Data listing

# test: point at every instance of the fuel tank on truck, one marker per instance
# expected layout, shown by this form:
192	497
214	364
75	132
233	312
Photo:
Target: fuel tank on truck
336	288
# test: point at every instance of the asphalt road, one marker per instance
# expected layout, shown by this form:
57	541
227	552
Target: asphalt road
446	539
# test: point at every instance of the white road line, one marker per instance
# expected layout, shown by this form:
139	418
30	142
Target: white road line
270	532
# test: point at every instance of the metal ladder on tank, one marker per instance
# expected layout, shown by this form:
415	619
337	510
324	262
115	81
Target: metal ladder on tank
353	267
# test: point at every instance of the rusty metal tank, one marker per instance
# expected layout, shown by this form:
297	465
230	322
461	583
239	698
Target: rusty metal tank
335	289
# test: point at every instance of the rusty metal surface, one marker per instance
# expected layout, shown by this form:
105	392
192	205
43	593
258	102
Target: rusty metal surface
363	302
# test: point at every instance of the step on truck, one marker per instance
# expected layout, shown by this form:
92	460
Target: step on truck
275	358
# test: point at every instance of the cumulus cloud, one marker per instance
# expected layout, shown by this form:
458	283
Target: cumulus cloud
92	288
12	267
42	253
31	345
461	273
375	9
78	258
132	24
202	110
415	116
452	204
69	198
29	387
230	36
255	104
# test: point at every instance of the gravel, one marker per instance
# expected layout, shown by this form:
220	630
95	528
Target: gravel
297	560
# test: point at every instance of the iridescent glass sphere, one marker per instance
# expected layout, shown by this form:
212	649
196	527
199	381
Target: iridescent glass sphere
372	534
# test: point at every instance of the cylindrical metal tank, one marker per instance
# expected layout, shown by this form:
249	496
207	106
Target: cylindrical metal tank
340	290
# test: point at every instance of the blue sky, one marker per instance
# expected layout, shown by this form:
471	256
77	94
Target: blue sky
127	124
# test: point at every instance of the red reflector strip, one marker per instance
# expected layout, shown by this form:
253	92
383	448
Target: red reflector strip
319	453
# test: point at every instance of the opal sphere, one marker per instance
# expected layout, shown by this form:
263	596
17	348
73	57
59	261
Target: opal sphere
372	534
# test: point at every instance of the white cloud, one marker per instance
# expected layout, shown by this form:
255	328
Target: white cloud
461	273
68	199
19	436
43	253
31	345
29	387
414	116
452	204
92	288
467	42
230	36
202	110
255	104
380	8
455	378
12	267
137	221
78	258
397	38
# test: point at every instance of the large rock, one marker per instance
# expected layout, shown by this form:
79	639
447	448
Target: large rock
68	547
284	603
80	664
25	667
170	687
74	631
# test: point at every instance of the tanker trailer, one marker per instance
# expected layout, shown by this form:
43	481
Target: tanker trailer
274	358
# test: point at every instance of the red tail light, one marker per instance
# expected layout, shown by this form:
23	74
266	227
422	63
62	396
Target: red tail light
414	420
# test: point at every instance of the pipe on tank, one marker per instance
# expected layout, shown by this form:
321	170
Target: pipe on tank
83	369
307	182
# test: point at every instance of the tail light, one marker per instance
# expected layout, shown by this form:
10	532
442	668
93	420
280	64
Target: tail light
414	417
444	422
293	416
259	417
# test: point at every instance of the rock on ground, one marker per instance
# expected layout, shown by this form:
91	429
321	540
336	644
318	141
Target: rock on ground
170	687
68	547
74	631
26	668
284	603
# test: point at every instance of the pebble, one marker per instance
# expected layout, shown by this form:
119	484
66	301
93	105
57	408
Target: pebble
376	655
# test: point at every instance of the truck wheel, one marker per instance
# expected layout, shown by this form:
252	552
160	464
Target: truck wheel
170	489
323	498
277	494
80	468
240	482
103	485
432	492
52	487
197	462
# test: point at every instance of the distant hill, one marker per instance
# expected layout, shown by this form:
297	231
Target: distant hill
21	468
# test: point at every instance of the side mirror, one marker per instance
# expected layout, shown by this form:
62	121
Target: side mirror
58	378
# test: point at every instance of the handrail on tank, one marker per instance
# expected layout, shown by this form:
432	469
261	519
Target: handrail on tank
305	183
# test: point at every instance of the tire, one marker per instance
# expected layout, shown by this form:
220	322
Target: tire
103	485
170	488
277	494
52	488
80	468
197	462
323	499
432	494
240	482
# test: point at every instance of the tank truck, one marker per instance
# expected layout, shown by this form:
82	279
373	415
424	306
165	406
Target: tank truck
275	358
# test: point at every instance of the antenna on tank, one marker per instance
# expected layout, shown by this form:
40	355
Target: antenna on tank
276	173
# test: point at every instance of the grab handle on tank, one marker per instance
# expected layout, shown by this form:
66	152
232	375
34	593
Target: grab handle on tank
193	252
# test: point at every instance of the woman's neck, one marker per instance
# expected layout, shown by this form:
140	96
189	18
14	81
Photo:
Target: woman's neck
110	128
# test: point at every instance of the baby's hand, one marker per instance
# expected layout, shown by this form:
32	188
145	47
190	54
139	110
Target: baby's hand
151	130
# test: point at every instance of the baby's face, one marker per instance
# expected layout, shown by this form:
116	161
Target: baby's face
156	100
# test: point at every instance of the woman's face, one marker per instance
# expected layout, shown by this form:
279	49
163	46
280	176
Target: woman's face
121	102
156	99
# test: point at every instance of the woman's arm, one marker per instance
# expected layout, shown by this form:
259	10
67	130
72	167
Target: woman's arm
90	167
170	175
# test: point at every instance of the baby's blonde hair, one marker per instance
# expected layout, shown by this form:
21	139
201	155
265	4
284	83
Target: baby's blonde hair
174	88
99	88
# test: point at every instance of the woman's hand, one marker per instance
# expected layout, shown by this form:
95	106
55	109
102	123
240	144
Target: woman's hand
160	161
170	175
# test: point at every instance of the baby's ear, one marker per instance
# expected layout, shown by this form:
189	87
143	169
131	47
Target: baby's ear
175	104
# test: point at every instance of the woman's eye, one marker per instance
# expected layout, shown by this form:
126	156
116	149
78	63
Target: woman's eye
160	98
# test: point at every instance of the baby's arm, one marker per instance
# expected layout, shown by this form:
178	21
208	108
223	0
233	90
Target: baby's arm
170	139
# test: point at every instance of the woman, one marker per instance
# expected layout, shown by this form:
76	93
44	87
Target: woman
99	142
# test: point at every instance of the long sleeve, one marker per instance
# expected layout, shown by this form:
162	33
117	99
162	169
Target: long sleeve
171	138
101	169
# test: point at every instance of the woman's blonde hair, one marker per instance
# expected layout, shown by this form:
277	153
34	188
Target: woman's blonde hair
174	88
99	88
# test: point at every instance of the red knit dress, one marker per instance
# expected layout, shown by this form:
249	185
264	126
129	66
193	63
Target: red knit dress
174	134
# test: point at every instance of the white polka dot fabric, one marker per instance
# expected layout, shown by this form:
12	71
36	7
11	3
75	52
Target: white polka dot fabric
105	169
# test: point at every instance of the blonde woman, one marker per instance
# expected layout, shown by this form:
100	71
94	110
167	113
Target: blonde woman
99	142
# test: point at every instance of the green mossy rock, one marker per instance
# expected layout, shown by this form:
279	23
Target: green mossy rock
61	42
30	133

To do
Type out the whole listing above again, exactly as it stands.

Exercise response
# test: point at every instance of the fuel tank on truck, one marker per instance
# expected layout, shown by this form:
192	497
214	364
75	132
233	312
Photo:
Target: fuel tank on truck
336	288
# test: point at every instance of the asphalt road, one marker per instance
# expected layout, shown by this form:
57	541
227	552
Target: asphalt road
446	539
# test: point at every instance of the white road line, one marker per instance
# expected layout, shown by this form:
139	418
30	142
Target: white road line
270	532
# test: point at every instance of the metal ladder on tank, one marker per instance
# expected layout, shown by this form:
415	619
337	510
324	262
115	81
Target: metal ladder on tank
353	267
# test: point at every instance of the rusty metal tank, one marker per instance
# expected layout, shown by this form:
297	465
230	322
461	583
239	698
Target: rusty metal tank
335	289
# test: point at every instance of the rusty metal surface, one marker per instance
# expected layout, shown by this form:
105	392
192	205
43	593
258	102
Target: rusty metal surface
363	302
# test: point at every instance of the step on truck, one marker per instance
# expected layout, shown by this form:
92	460
Target: step on truck
275	358
# test: point at every instance of the cumulus cloud, one marker per instance
# expected layout, shown by this form:
458	283
Target: cumulus cloud
92	288
12	267
42	253
31	345
461	273
375	9
78	258
132	24
202	110
415	116
452	204
69	198
29	387
230	36
255	104
# test: point at every instance of the gravel, one marker per instance
# expected layout, shown by this form:
220	630
95	528
Target: gravel
297	560
# test: point at every instance of the iridescent glass sphere, one marker per instance
# expected layout, shown by this form:
212	649
196	527
199	381
Target: iridescent glass sphere
372	534
# test: point at every instance of the cylindrical metal tank, one marker per instance
# expected layout, shown by this form:
249	496
207	106
Target: cylindrical metal tank
340	290
# test: point at every instance of the blue sky, one marker per instance
# expected layout, shown by this form:
471	256
77	94
Target: blue sky
127	124
# test: point at every instance of the red reflector strip, one marker per instance
# expected layout, shown by this form:
253	92
383	448
Target: red reflector strip
319	453
# test: point at every instance of the opal sphere, one marker per instance
# expected layout, shown by this form:
263	596
17	348
73	57
59	261
Target: opal sphere
372	534
# test: point at every instance of the white cloud, one marker per instance
# expected layout, shown by this form:
255	328
Target: white cloud
461	273
68	199
19	436
43	253
31	345
29	387
414	116
452	204
92	288
467	42
230	36
202	110
255	104
380	8
455	378
12	267
137	221
78	258
397	38
# test: point at every instance of the large rock, one marker per instance
# expected layout, shown by this form:
79	639
447	448
Target: large rock
68	547
284	603
80	664
25	667
170	687
74	631
# test: point at every instance of the tanker trailer, one marker per instance
# expected layout, shown by this form:
43	481
Target: tanker trailer
274	358
# test: point at every instance of the red tail light, one marker per instance
# expected layout, shown by this form:
23	74
266	227
422	63
62	396
Target: red tail light
414	420
# test: point at every instance of the pipe on tank, one marker per instance
# expected layout, shown by this form:
321	170
Target: pipe on tank
83	369
307	182
# test: point at every instance of the tail light, one marker per instance
# expected layout, shown by this form:
10	532
442	668
93	420
280	64
Target: tail light
414	417
444	422
293	416
259	417
# test: point at every instance of the rock on ground, one marker per instance
# expected layout, shown by this form:
91	429
321	540
336	644
318	141
Target: rock on ground
170	687
68	547
74	631
26	668
284	603
# test: point at every instance of the pebble, one marker per instance
# expected layout, shown by this form:
119	484
66	301
93	105
57	408
Target: pebble
376	655
# test: point at every instance of the truck wheel, one marker per instance
# expected layout, shown by this form:
252	552
160	464
Target: truck wheel
170	489
323	498
277	494
80	468
240	482
103	485
432	492
52	487
197	462
# test: point at every instance of the distant hill, one marker per instance
# expected layout, shown by this form:
297	231
Target: distant hill
21	468
# test: point at every instance of the side mirror, one marker per instance
# expected layout, shown by this form:
62	121
Target: side mirror
58	378
# test: point at every instance of the handrail on tank, one marker per instance
# expected layout, shown by this form:
432	469
261	519
Target: handrail on tank
305	183
# test: point at every instance of the tire, one marker per instance
# expected layout, shown by this form:
220	322
Target: tire
103	485
170	488
277	494
52	488
80	468
197	462
323	499
432	494
240	482
# test: point at every instance of the tank truck, one marker per instance
# expected layout, shown by this form:
82	279
373	415
424	306
165	406
Target: tank truck
275	358
# test: point at every instance of the antenna on tank, one marker per instance
# expected layout, shown by this form:
40	355
Target: antenna on tank
276	173
# test: point at every instance of the grab handle on tank, one marker per instance
# expected layout, shown by this form:
66	152
232	375
34	593
Target: grab handle on tank
193	252
# test: point at every instance of the woman's neck, one marker per instance
# expected layout, shown by this form:
140	96
189	18
14	81
Photo:
Target: woman's neck
110	128
# test: point at every instance of the baby's hand, one marker per instance
# expected layout, shown by this form:
32	188
145	47
190	54
139	110
Target: baby's hand
151	130
# test: point at every instance of the baby's face, one marker per instance
# expected layout, shown by this form:
116	161
Target: baby's face
156	100
# test: point at every instance of the woman's face, one marker per instance
# expected layout, shown by this form:
279	49
163	46
280	176
Target: woman's face
121	102
156	99
# test: point at every instance of the woman's arm, one marker per instance
# expected layout, shown by this form:
259	10
67	130
72	167
Target: woman's arm
90	167
170	175
# test: point at every instance of the baby's blonde hair, one marker per instance
# expected layout, shown by this form:
21	139
201	155
265	4
284	83
Target: baby's blonde hair
174	88
99	88
# test: point at every instance of the woman's hand, one marker per instance
# expected layout, shown by this form:
95	106
55	109
102	123
240	144
Target: woman's hand
160	161
170	175
# test: point at every instance of the baby's ear, one marker per instance
# expected layout, shown by this form:
189	87
143	169
131	47
Target: baby's ear
175	104
# test: point at every instance of the woman's eye, one marker per instance
# expected layout, shown by this form:
126	156
116	149
78	63
Target: woman's eye
160	98
# test: point at every instance of the baby's arm, one marker per instance
# expected layout, shown by this form:
178	21
208	108
223	0
233	90
Target: baby's arm
170	139
# test: point at every instance of the woman, one marker per instance
# expected layout, shown by this form:
76	93
44	87
Target: woman
99	142
# test: point at every instance of the long sleeve, one marker per instance
# expected layout, shown by this form:
162	33
117	99
162	169
Target: long sleeve
171	138
101	169
# test: point at every instance of the woman's blonde hair, one marker per instance
# expected layout, shown by this form:
277	153
34	188
Target: woman's blonde hair
174	88
99	88
# test: point at every instance of the red knit dress, one marker per instance
# expected layout, shown by this form:
249	185
264	126
129	66
193	63
Target: red knit dress
174	134
# test: point at every instance of the white polka dot fabric, one marker per instance
# expected layout, shown by this form:
12	71
36	7
11	3
75	52
Target: white polka dot fabric
105	169
# test: point at every instance of the blonde woman, one marker per instance
# expected layout, shown by this form:
100	71
94	110
167	113
Target: blonde woman
99	142
# test: point at every instance of the green mossy rock, one marker per instance
# expected layout, shown by this form:
279	23
Target: green mossy rock
61	42
30	133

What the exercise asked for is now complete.